[Aim of the task]
Copy out every entry below word for word, leaving out the pictures.

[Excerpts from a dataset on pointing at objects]
(begin)
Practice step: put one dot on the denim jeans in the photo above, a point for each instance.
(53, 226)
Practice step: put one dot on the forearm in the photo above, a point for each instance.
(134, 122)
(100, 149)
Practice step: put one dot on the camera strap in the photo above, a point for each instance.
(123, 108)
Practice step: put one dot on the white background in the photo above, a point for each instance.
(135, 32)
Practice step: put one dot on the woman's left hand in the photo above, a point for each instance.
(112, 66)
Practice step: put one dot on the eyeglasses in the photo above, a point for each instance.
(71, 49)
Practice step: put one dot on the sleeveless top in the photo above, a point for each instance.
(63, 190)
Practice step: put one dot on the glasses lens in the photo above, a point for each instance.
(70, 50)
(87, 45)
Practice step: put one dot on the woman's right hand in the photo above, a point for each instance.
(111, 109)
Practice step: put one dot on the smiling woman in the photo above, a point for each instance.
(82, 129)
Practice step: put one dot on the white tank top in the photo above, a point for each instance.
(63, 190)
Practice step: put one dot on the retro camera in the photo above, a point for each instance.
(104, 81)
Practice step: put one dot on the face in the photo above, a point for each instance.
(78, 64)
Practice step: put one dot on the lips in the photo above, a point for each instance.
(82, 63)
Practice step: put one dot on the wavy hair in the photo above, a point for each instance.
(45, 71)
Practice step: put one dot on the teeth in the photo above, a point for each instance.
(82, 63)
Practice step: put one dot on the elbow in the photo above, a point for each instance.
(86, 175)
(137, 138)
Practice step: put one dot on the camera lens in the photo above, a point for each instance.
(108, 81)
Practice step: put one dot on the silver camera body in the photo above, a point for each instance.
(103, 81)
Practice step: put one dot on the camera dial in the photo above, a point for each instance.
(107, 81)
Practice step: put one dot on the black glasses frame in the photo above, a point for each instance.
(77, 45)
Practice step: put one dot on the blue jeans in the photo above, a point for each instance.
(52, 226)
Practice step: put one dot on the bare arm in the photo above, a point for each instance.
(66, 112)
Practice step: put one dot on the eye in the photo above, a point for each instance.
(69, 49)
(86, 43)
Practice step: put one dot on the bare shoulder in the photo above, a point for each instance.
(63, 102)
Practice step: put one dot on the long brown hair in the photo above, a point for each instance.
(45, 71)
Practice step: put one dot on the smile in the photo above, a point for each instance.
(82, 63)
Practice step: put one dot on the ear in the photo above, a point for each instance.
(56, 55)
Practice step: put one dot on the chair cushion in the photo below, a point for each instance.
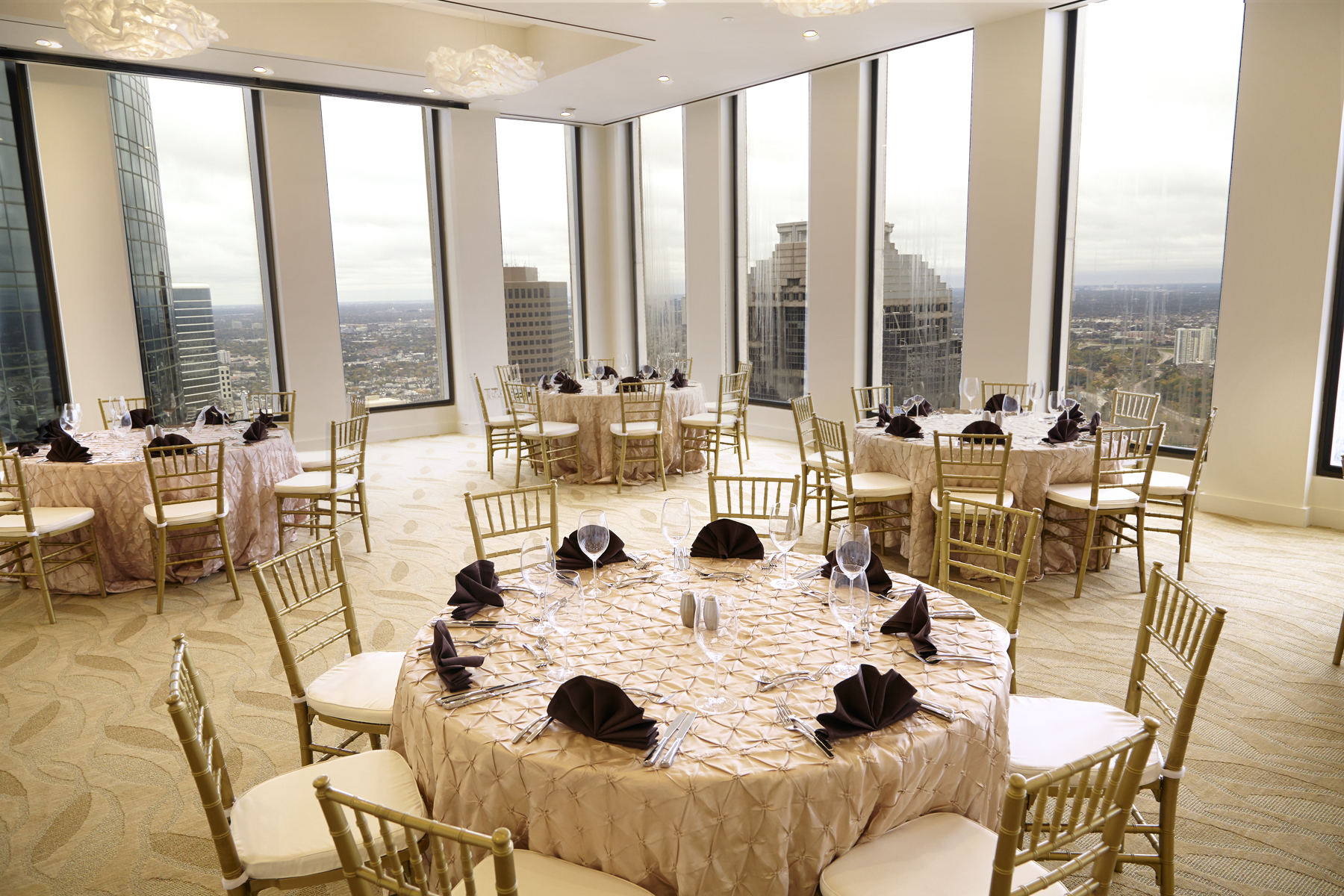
(end)
[Written reply]
Practice step: put one dot on the denim jeans in the photo above, a point for each instance.
(53, 226)
Practice step: put one dot on the forearm in the photo above, a point for each instance.
(134, 122)
(100, 149)
Practice step: put one dot on the camera strap in the photo above, a point for each instance.
(123, 108)
Practice step: put one dot on the white background in the photo above, a point for each instance.
(135, 32)
Practice step: put one dot on the woman's left hand in the photo above, a point for each instance.
(112, 66)
Practice step: put one dot on the eyeglasses in the photo above, a point for each instance.
(71, 49)
Practice step: put one dot on the sleeveless top in the photo above, a point for each instance.
(63, 190)
Practice step: put one dot on the glasses lens in the photo above, a point for each instance.
(70, 50)
(87, 45)
Practice step: put one dot on the woman's right hand in the photo above, a point for each instance.
(111, 109)
Practice step: put one dot on the smiling woman in the photo above, a point for each instance.
(82, 129)
Practice step: put one dot on the white tank top in the photo above, a point for each instance.
(63, 190)
Practice step: put one dot on the retro camera in the photo above, a point for each instance.
(104, 81)
Practice step: put one dot on the face in the photo above, a point for each instance.
(78, 64)
Practice step: put one dot on the lips in the photo above, a point for each instance.
(82, 63)
Practice step: put one dot on the wavy hair in the photo above, a point for each instance.
(45, 71)
Practice step: put one dot on the teeth in the photo above, a point for each instance.
(82, 63)
Practice step: put one dot on the elbow in the photo above, a point for each instance.
(86, 175)
(137, 138)
Practice step: put one dot on the camera lens in the photo above, a point for each instance.
(108, 81)
Practice step: put one dot on the silver camera body in the photo above, a point for each instance.
(103, 81)
Practice step: put one dot on the camera dial in the photo above, a point for each instance.
(107, 81)
Practice step: put one dot on the black glasses frame in the photo above, a point for each instance.
(77, 45)
Practice step: put one dot on the blue jeans in the photo above, a point for each instance.
(52, 226)
Practice step: put one dot on the bare arm in the photo above, a point for each instance.
(66, 112)
Practice step: put one dot on the eye in the photo above, a point for each instance.
(69, 49)
(86, 43)
Practice step: put one dot on the bare shoulder in the photo above, a point for each instance.
(63, 102)
Practice step: put one dot on the long brown hair in the photo above, a point for each instance.
(45, 71)
Practice step: put one dot on the smile in the photo above, a point for each instance.
(82, 63)
Practice step: put one dot on the ear in the photo above, a point for each instance.
(56, 55)
Practice step: put one dot on the chair cushion in the photo below, a point for each instance.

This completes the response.